** Start Rows **

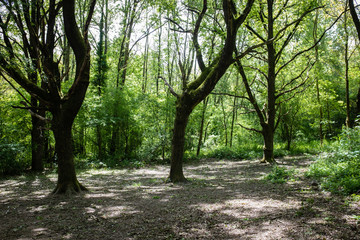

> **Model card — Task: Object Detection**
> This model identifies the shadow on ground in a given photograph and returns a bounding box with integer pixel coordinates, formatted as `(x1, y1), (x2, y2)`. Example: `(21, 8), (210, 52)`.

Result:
(0, 157), (360, 240)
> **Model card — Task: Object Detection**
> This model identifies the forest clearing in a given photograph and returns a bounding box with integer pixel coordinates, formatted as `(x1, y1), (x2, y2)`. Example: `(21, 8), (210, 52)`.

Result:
(0, 0), (360, 240)
(0, 156), (360, 240)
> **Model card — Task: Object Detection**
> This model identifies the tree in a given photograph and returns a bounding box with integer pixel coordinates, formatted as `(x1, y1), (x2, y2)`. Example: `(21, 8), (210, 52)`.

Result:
(0, 2), (47, 171)
(349, 0), (360, 119)
(0, 0), (96, 194)
(169, 0), (254, 182)
(237, 0), (323, 163)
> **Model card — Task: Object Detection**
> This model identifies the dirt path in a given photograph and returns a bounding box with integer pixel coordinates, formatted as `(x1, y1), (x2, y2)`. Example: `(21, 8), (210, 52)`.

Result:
(0, 157), (360, 240)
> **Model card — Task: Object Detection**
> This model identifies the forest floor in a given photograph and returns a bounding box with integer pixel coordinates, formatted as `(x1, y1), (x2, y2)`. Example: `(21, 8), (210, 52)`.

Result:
(0, 156), (360, 240)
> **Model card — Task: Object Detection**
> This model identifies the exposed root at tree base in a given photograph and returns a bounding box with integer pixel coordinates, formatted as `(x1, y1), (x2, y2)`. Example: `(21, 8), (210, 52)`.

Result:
(166, 176), (189, 184)
(51, 181), (89, 195)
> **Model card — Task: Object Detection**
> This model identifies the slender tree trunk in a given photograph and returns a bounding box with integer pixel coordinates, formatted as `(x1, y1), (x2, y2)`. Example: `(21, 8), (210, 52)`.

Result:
(262, 127), (275, 164)
(220, 98), (228, 147)
(356, 87), (360, 118)
(169, 104), (191, 183)
(262, 0), (276, 163)
(344, 1), (351, 128)
(31, 116), (46, 172)
(52, 113), (87, 194)
(196, 98), (209, 156)
(230, 94), (237, 148)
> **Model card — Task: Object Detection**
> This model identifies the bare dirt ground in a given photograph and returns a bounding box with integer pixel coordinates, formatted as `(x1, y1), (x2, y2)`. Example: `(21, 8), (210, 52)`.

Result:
(0, 157), (360, 240)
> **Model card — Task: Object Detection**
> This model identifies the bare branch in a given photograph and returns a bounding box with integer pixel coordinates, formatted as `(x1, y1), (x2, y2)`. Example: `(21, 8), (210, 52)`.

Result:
(245, 24), (266, 42)
(193, 0), (207, 71)
(12, 101), (51, 123)
(275, 62), (315, 98)
(275, 12), (344, 76)
(210, 92), (250, 101)
(237, 123), (262, 133)
(159, 76), (179, 98)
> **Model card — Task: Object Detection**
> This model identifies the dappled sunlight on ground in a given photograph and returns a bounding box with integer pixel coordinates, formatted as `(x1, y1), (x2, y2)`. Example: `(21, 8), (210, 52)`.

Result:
(0, 157), (360, 240)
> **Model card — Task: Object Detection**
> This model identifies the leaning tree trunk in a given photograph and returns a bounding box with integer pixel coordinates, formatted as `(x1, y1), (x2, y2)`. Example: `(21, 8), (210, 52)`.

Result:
(31, 116), (46, 172)
(52, 113), (87, 194)
(169, 97), (191, 183)
(261, 126), (275, 164)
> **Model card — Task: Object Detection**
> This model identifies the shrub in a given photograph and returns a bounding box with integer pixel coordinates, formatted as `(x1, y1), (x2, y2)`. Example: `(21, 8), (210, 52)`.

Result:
(264, 165), (294, 183)
(307, 127), (360, 195)
(0, 142), (29, 175)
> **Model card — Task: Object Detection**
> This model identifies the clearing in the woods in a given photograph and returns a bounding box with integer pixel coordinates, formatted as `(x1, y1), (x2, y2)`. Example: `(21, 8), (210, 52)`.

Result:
(0, 156), (360, 240)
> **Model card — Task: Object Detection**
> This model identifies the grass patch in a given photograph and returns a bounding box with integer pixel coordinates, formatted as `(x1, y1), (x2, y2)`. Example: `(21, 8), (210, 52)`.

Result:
(306, 127), (360, 195)
(264, 165), (295, 183)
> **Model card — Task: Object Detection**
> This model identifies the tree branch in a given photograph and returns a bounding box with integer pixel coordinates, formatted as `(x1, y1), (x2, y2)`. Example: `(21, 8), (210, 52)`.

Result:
(193, 0), (207, 71)
(275, 12), (344, 76)
(159, 76), (179, 98)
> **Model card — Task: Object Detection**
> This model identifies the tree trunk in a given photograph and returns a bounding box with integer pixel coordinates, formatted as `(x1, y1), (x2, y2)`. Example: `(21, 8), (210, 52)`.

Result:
(344, 2), (351, 128)
(52, 114), (87, 194)
(31, 116), (46, 172)
(356, 87), (360, 118)
(261, 127), (275, 164)
(196, 98), (209, 156)
(169, 104), (191, 183)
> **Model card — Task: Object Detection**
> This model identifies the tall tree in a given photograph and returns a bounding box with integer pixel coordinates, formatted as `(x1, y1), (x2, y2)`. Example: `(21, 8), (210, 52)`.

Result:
(0, 0), (96, 194)
(0, 2), (47, 171)
(237, 0), (323, 163)
(349, 0), (360, 119)
(169, 0), (254, 182)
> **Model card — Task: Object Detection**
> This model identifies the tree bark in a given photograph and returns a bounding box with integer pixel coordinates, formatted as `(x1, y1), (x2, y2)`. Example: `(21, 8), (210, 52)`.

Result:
(262, 127), (275, 164)
(169, 99), (191, 183)
(262, 0), (276, 163)
(196, 98), (209, 156)
(31, 116), (46, 172)
(52, 112), (87, 194)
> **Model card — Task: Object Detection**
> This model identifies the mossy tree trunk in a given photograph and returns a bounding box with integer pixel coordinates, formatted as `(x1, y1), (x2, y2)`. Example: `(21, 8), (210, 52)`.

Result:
(0, 0), (96, 194)
(52, 110), (86, 194)
(166, 0), (254, 182)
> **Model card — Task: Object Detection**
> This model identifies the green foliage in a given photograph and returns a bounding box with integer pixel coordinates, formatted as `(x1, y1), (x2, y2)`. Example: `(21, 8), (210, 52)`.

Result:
(264, 165), (294, 183)
(0, 141), (30, 175)
(203, 144), (262, 159)
(307, 127), (360, 195)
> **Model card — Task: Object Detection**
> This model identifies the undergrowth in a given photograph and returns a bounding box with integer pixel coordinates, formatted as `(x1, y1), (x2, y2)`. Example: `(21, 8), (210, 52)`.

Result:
(264, 165), (295, 183)
(307, 126), (360, 195)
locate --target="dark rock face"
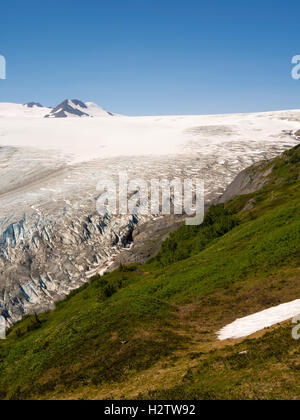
[25,102,43,108]
[217,162,272,203]
[45,99,89,118]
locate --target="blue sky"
[0,0,300,115]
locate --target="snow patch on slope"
[0,102,51,119]
[218,299,300,341]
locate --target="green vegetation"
[0,146,300,399]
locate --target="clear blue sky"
[0,0,300,115]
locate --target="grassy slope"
[0,147,300,399]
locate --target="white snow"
[218,299,300,341]
[0,103,300,163]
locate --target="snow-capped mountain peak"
[45,99,113,118]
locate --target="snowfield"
[0,100,300,323]
[218,299,300,341]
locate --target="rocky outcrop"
[217,162,272,203]
[0,213,138,323]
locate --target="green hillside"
[0,146,300,399]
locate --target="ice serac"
[45,99,113,118]
[0,106,300,323]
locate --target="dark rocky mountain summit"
[45,99,90,118]
[24,102,43,108]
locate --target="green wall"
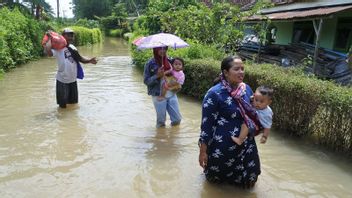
[273,22,293,45]
[272,10,352,49]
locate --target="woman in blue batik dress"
[199,56,260,188]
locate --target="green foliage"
[74,19,100,28]
[0,8,44,71]
[64,26,103,46]
[108,29,123,37]
[72,0,112,19]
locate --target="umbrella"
[137,33,189,49]
[132,36,145,46]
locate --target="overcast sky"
[45,0,73,18]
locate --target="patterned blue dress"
[199,83,260,185]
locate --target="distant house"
[239,0,352,84]
[250,0,352,53]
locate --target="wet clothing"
[56,80,78,108]
[52,44,80,108]
[257,106,273,129]
[52,47,77,83]
[143,58,181,127]
[199,83,260,185]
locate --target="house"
[242,0,352,84]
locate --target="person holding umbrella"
[143,46,181,128]
[133,33,189,128]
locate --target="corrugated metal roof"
[248,5,352,21]
[260,0,352,14]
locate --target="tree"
[72,0,113,19]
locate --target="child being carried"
[158,58,185,101]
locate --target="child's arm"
[260,128,270,144]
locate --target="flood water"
[0,38,352,198]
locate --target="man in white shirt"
[44,28,97,108]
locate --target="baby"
[231,86,274,145]
[158,58,185,100]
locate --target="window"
[334,18,352,53]
[292,21,315,44]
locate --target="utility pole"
[56,0,60,19]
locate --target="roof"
[260,0,352,14]
[247,5,352,21]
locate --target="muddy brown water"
[0,38,352,198]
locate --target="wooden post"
[313,19,323,74]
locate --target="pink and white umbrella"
[132,36,145,46]
[136,33,189,49]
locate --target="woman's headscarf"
[153,47,171,71]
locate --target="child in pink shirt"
[158,58,185,100]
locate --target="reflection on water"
[0,38,352,198]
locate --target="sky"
[45,0,73,18]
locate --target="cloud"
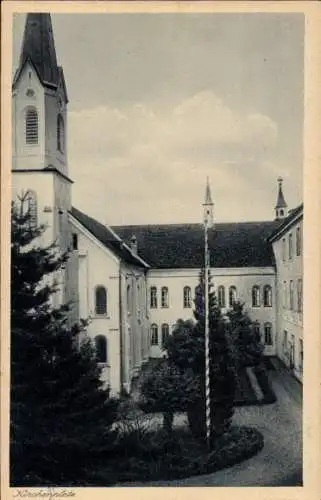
[68,90,278,223]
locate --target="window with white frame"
[263,285,272,307]
[217,285,225,307]
[95,335,108,363]
[150,286,157,309]
[296,226,302,255]
[161,286,168,308]
[95,285,107,315]
[229,286,236,307]
[282,330,288,355]
[252,285,261,307]
[150,323,158,345]
[283,281,288,309]
[25,108,39,144]
[289,280,294,311]
[25,189,38,228]
[57,113,65,153]
[282,238,286,262]
[297,278,302,312]
[162,323,169,344]
[183,286,192,308]
[252,321,261,341]
[299,339,303,372]
[264,323,273,345]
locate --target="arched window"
[289,280,294,311]
[228,286,236,307]
[289,233,293,260]
[217,285,225,307]
[26,189,38,228]
[126,285,132,314]
[150,286,157,309]
[296,226,302,255]
[252,285,260,307]
[183,286,192,308]
[263,285,272,307]
[150,324,158,345]
[161,286,168,307]
[264,323,273,345]
[253,321,261,341]
[95,286,107,314]
[25,108,38,144]
[297,278,302,312]
[95,335,107,363]
[162,323,169,344]
[57,114,65,153]
[283,281,288,309]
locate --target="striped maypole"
[203,178,213,449]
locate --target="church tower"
[275,177,288,220]
[12,13,75,320]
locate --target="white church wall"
[121,263,149,390]
[147,267,276,357]
[71,218,120,394]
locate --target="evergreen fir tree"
[10,199,117,486]
[165,270,236,439]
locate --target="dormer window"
[25,108,38,144]
[57,114,65,153]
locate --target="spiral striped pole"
[204,222,211,448]
[203,178,213,449]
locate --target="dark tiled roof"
[269,203,303,242]
[71,207,147,267]
[112,221,280,269]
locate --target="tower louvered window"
[25,108,38,144]
[26,189,38,228]
[95,286,107,315]
[217,285,225,307]
[162,323,169,344]
[252,285,261,307]
[183,286,192,308]
[57,114,65,153]
[95,335,108,363]
[229,286,236,307]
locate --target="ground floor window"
[150,324,158,345]
[299,339,303,372]
[264,323,273,345]
[282,330,288,356]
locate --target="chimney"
[130,234,137,254]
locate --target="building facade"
[12,13,303,394]
[269,205,303,380]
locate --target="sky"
[13,13,304,225]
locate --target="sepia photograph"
[3,0,320,498]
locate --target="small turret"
[275,177,288,220]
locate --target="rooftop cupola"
[275,177,288,220]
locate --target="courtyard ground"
[117,361,302,487]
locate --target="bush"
[253,365,276,404]
[107,427,264,482]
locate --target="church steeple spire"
[275,177,288,219]
[19,12,59,86]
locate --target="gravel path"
[117,369,302,486]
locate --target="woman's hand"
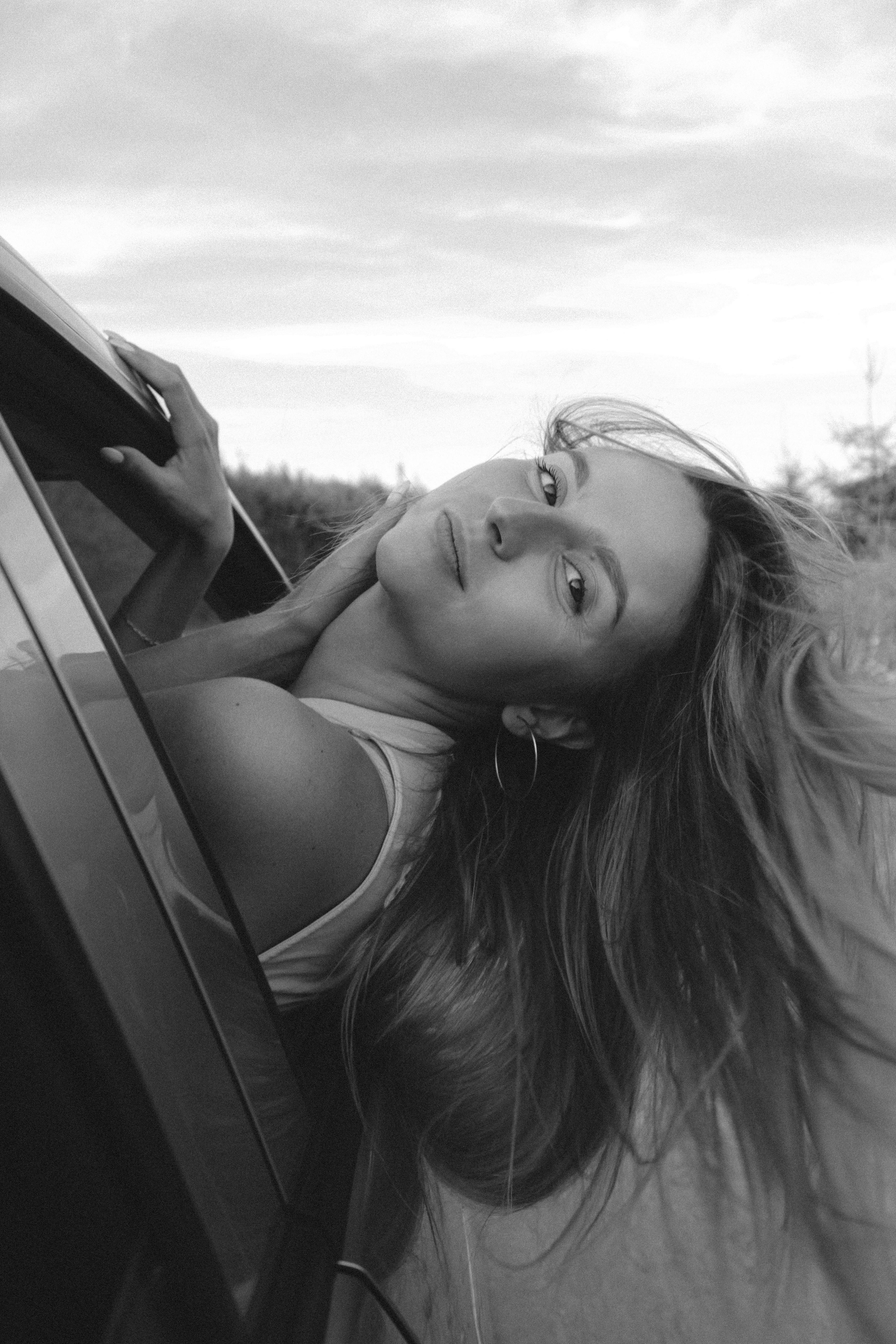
[99,333,234,653]
[281,482,416,649]
[99,332,234,563]
[121,488,414,692]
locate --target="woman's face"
[376,446,708,707]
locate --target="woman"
[105,333,896,1339]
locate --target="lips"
[435,511,464,587]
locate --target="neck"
[290,583,494,732]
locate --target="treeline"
[227,468,388,575]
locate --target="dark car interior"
[0,278,376,1344]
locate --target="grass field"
[839,550,896,684]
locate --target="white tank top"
[259,699,454,1008]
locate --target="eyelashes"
[535,457,586,613]
[535,457,559,508]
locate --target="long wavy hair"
[334,401,896,1312]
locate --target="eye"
[535,457,557,507]
[563,556,584,612]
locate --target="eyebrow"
[560,446,629,629]
[594,546,629,629]
[572,447,591,491]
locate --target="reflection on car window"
[38,480,219,630]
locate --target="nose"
[485,496,559,561]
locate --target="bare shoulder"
[146,677,388,951]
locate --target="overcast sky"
[0,0,896,485]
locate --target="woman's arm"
[91,333,408,691]
[121,491,408,692]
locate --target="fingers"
[106,332,218,431]
[99,444,168,493]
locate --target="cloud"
[0,0,896,494]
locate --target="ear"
[501,704,594,751]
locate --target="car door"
[0,236,360,1344]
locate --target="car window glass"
[34,478,219,630]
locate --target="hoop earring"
[494,723,539,802]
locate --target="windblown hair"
[344,402,896,1306]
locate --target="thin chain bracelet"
[124,615,158,649]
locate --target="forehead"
[572,445,709,640]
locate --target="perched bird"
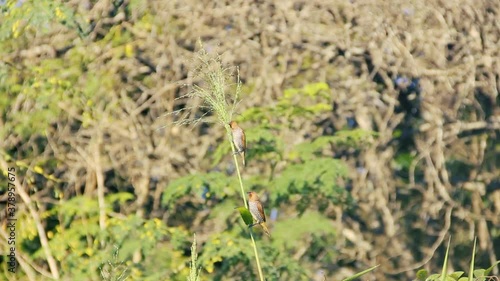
[229,121,247,166]
[248,191,271,237]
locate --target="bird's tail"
[260,222,271,237]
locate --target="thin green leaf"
[342,264,380,281]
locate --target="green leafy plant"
[416,238,500,281]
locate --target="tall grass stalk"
[188,234,201,281]
[186,43,264,281]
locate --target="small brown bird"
[229,121,247,166]
[247,191,271,237]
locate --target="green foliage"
[416,238,500,281]
[99,247,129,281]
[342,265,380,281]
[162,172,237,206]
[271,158,349,213]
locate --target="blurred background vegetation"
[0,0,500,280]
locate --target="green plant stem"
[248,229,264,281]
[225,130,264,281]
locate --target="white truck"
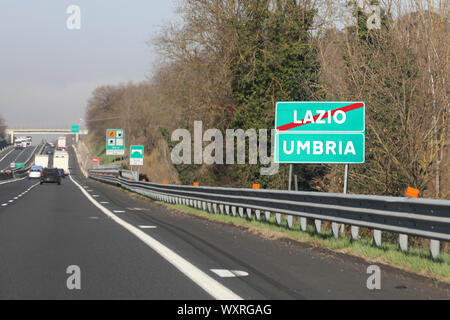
[56,137,66,150]
[53,151,70,174]
[34,154,48,168]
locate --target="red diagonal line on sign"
[277,102,364,131]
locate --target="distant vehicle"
[56,137,66,150]
[58,169,66,178]
[53,151,70,174]
[34,154,48,168]
[40,168,61,184]
[28,166,44,179]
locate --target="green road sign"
[130,146,144,166]
[275,102,366,132]
[10,162,25,168]
[275,133,365,163]
[275,102,365,163]
[106,129,125,156]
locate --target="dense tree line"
[87,0,450,198]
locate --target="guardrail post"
[331,222,339,240]
[275,213,281,225]
[286,215,294,229]
[398,234,408,252]
[314,219,322,233]
[430,239,441,259]
[373,229,382,247]
[300,217,307,231]
[350,226,359,240]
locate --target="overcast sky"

** End Rows **

Every line from the one containing "diagonal line on" through the last line must be copied exactly; leave out the rest.

Exercise answer:
locate --target="red diagonal line on sign"
[277,102,364,131]
locate --target="distant vehicle"
[56,137,66,150]
[58,169,66,178]
[53,151,70,174]
[34,154,48,168]
[40,168,61,184]
[28,166,44,179]
locate --target="green road sign"
[130,146,144,166]
[275,102,366,132]
[10,162,25,168]
[275,133,365,163]
[275,102,365,163]
[106,129,125,156]
locate --target="dense tree line"
[87,0,450,198]
locate --target="guardrail post"
[331,222,339,240]
[275,213,281,225]
[286,215,294,229]
[398,234,408,252]
[314,219,322,233]
[430,239,441,259]
[373,229,382,247]
[300,217,307,231]
[350,226,359,240]
locate --target="overcast sky"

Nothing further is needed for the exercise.